Your objective -
Collect every line below that contains the word "officer", and copy each such line in full.

Exercise data -

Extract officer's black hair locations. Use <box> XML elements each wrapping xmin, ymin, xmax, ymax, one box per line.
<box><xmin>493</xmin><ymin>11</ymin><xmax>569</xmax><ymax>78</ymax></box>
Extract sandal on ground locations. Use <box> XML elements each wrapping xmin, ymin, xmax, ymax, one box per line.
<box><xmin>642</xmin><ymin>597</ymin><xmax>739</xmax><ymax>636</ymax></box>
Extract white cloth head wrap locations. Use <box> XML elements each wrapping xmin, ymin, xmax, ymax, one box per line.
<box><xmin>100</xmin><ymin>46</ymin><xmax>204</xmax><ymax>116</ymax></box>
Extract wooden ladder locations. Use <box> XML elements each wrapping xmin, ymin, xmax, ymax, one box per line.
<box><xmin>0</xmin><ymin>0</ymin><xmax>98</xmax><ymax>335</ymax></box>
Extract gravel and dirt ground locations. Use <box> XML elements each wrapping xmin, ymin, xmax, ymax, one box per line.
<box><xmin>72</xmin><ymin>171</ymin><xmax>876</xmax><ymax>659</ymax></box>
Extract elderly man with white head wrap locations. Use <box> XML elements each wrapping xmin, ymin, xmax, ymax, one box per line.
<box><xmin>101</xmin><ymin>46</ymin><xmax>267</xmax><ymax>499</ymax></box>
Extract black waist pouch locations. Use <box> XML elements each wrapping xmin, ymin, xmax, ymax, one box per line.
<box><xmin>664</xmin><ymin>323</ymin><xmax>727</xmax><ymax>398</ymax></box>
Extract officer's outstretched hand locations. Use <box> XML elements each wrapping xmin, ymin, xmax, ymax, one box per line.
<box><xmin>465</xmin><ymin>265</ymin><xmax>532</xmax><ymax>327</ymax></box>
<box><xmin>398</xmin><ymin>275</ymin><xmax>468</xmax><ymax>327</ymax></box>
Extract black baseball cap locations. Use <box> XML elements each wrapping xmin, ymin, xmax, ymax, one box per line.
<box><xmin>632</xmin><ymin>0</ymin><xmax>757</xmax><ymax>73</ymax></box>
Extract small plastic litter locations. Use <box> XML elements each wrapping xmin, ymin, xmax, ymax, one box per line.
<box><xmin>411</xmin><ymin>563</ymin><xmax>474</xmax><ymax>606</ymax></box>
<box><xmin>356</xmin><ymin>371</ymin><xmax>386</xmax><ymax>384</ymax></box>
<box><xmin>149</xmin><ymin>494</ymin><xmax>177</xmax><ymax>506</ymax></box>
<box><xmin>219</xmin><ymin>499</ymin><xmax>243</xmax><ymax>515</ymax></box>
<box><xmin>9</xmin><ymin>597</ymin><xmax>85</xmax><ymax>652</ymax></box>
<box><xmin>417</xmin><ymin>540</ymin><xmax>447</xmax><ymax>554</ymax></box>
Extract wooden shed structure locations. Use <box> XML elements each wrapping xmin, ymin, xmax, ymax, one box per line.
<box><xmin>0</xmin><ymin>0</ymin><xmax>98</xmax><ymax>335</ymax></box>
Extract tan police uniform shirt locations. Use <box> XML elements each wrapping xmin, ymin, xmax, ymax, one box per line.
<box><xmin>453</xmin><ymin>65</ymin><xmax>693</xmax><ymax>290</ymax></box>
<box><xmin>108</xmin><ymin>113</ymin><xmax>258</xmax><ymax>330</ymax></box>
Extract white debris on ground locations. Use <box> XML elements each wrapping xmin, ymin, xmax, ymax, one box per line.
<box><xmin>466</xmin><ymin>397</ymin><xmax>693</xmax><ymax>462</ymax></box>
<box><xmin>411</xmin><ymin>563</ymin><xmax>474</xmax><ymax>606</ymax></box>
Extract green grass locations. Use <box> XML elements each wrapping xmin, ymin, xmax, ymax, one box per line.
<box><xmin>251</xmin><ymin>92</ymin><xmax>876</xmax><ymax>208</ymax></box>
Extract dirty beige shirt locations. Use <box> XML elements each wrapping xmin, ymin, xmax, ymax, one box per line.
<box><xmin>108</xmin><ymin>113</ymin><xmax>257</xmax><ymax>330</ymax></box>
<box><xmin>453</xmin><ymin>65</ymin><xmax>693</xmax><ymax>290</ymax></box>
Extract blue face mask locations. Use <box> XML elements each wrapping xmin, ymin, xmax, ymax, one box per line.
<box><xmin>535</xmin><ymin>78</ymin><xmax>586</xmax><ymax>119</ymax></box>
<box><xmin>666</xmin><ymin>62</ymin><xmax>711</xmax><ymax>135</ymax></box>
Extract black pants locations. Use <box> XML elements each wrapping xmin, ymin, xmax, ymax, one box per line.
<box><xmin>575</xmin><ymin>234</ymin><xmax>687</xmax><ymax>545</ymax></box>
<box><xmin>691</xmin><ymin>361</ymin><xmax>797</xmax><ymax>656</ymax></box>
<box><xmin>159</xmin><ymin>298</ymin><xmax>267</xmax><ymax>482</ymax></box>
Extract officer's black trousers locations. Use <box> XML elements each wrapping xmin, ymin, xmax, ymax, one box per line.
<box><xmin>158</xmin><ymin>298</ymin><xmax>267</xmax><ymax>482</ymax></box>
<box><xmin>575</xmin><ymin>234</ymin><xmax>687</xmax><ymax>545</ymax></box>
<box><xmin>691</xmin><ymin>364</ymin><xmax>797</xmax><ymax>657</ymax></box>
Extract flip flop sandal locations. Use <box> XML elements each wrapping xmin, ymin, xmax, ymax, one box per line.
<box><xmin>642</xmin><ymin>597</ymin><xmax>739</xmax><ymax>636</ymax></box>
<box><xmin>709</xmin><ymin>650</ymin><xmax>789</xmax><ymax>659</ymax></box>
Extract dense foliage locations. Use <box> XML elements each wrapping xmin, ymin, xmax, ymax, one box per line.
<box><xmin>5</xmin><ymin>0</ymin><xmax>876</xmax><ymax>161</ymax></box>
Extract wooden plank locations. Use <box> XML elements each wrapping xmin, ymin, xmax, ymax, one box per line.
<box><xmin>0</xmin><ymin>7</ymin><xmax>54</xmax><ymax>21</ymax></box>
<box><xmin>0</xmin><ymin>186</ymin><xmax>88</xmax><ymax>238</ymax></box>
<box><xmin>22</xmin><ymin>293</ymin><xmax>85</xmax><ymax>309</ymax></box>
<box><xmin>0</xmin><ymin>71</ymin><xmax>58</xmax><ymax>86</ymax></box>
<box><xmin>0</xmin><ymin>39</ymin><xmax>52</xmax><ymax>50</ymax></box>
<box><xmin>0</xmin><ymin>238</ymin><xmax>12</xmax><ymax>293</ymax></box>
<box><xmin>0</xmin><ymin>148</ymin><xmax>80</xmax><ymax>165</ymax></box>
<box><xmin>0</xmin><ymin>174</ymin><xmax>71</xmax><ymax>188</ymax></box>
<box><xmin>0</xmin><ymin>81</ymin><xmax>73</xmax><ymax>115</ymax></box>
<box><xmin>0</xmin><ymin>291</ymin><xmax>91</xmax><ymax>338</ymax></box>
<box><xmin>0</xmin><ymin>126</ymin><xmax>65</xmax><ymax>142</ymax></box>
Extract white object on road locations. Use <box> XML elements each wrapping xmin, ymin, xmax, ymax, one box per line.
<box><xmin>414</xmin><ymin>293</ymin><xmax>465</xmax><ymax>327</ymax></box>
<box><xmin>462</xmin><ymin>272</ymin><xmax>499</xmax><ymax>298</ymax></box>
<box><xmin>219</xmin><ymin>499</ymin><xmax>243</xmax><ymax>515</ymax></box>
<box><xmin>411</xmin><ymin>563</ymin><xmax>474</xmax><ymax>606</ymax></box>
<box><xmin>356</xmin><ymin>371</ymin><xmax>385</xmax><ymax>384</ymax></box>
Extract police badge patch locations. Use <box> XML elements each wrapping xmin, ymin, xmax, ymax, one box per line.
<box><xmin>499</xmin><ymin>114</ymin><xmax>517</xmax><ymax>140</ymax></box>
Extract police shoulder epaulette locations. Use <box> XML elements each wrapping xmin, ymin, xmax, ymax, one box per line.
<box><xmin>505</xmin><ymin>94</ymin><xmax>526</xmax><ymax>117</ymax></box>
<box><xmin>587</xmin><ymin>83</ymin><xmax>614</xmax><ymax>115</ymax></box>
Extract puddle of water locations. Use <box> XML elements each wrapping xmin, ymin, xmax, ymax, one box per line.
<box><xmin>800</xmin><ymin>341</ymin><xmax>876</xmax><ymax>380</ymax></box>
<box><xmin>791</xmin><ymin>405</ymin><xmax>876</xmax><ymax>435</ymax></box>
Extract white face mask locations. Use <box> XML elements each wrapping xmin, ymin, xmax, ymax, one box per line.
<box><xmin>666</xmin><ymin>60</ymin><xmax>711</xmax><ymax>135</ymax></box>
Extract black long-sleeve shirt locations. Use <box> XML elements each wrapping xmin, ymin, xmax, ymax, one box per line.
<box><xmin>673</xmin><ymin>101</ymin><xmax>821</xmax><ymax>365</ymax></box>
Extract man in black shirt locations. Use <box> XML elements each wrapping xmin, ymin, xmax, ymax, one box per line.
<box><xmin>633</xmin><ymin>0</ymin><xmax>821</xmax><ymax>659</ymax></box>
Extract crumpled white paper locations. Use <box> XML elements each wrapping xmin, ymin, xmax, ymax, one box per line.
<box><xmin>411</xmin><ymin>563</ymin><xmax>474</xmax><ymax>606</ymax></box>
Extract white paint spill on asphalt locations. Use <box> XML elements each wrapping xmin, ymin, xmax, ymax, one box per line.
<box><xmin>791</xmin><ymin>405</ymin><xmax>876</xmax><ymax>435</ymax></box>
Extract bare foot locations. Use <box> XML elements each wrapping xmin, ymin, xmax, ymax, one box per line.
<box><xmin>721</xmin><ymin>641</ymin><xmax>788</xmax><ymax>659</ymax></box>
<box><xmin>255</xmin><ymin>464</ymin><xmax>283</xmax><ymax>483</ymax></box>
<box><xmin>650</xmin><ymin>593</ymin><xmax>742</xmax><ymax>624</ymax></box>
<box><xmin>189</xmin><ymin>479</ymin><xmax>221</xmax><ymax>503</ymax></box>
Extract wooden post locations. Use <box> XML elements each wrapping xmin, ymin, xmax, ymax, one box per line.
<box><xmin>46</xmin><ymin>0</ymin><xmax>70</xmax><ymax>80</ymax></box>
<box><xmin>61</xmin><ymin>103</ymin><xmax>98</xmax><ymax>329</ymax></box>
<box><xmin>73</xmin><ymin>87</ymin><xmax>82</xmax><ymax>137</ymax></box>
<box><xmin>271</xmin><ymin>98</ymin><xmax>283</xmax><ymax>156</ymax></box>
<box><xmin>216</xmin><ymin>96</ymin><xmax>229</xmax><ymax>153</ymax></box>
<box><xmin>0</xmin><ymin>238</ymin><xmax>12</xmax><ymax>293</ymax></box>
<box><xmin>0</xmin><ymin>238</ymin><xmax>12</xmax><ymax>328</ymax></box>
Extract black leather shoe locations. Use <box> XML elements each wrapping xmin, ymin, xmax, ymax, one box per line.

Reply to the task -
Extract officer's black hair locations. Use <box> XML elements each wrapping xmin, ymin, xmax, ymax, one box per line.
Extract officer's outstretched hand locations. Use <box> XML elements each wrapping xmin, ymin, xmax, ymax, one box per line.
Extract officer's black trousers locations. Use <box> XML elements each wrapping xmin, ymin, xmax, ymax, one box per line.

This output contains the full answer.